→ TO BE DONE
Rewrite the records below as a numbered list, one line per item, and omit any blank lines.

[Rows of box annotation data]

----------

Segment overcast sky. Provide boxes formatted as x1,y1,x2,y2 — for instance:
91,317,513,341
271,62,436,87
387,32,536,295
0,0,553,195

----------

→ COMPLETED TASK
1. Segment overcast sky. Provide boxes formatted as x1,y1,x2,y2 — for instance:
2. 91,317,513,341
3. 271,62,436,87
4. 387,32,536,295
5. 0,0,553,195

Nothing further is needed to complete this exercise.